* [PROVIDED ENTRIES]
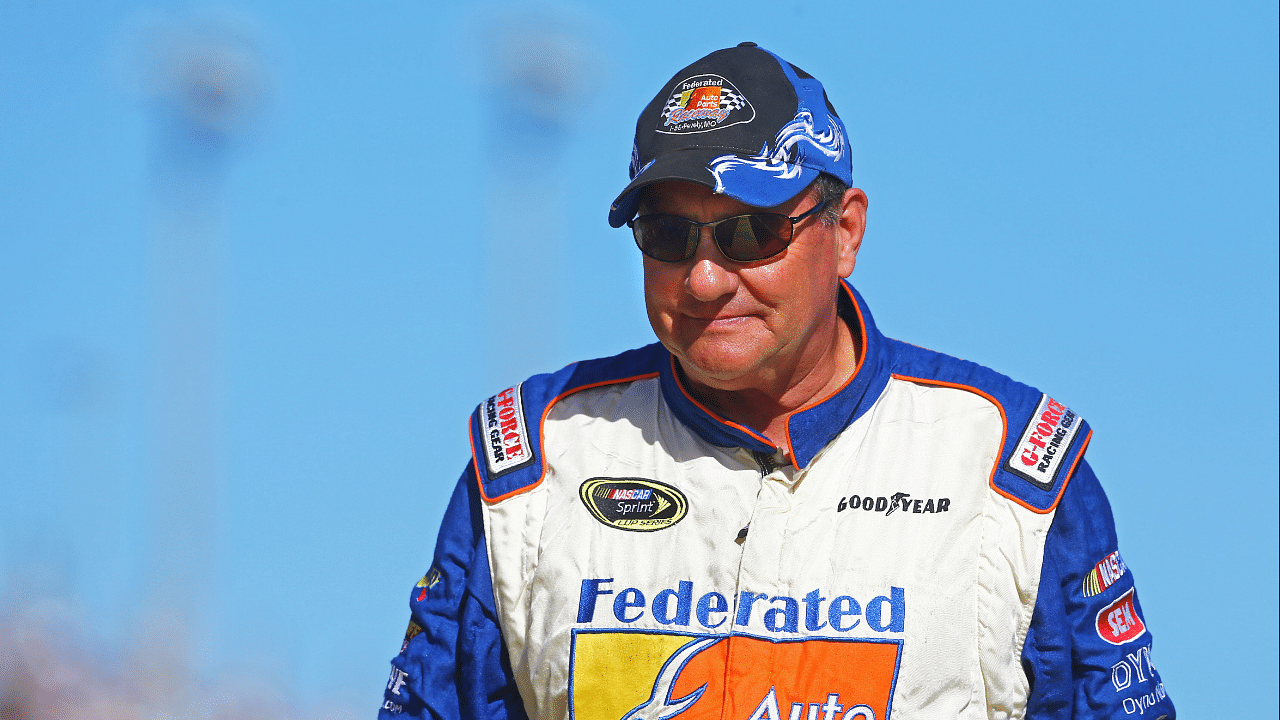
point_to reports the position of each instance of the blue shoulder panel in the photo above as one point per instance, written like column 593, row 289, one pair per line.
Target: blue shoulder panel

---

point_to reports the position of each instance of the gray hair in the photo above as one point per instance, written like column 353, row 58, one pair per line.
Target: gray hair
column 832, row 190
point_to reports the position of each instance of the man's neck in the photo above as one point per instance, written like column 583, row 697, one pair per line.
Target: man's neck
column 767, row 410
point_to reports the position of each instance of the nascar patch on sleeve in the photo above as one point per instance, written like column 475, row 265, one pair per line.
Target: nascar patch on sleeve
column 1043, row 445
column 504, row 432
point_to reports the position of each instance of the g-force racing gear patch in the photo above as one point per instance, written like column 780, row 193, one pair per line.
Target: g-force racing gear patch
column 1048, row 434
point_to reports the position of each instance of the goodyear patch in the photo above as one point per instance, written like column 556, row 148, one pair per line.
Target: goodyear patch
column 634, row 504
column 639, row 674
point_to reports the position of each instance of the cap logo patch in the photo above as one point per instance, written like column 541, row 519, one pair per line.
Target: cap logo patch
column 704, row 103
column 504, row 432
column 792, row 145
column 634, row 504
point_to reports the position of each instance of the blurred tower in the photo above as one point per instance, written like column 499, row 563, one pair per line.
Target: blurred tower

* [WHAT NEEDS TO BE DONE] Return, word for word, the lines of the data above from the line with "Target: nascar patch on sleeve" through the line with "Target: blurred tower", inclusive.

* [EXERCISE ANSWER]
Target: nascar patch on sleeve
column 1043, row 445
column 504, row 432
point_to reports the position of each instance of the g-force racing gear patch in the photo above as one point per instance, written like column 780, row 193, one pair per line.
Target: g-force racing gear patch
column 1048, row 434
point_to reports the position of each instance of the goodyear patch in the photo above as one point per instance, written like column 556, row 148, one pair per line.
Target: goodyear patch
column 634, row 504
column 639, row 674
point_to reports the position of each instance of the cap logo patch in the photo above as one point per instance, written like column 541, row 519, one pair per line.
Target: cap logo patch
column 704, row 103
column 504, row 432
column 792, row 145
column 634, row 504
point_to reports the position of each instance of the blurred tower in the photo above as one point per instance, written like column 499, row 563, one pair per line.
Target: blurred tower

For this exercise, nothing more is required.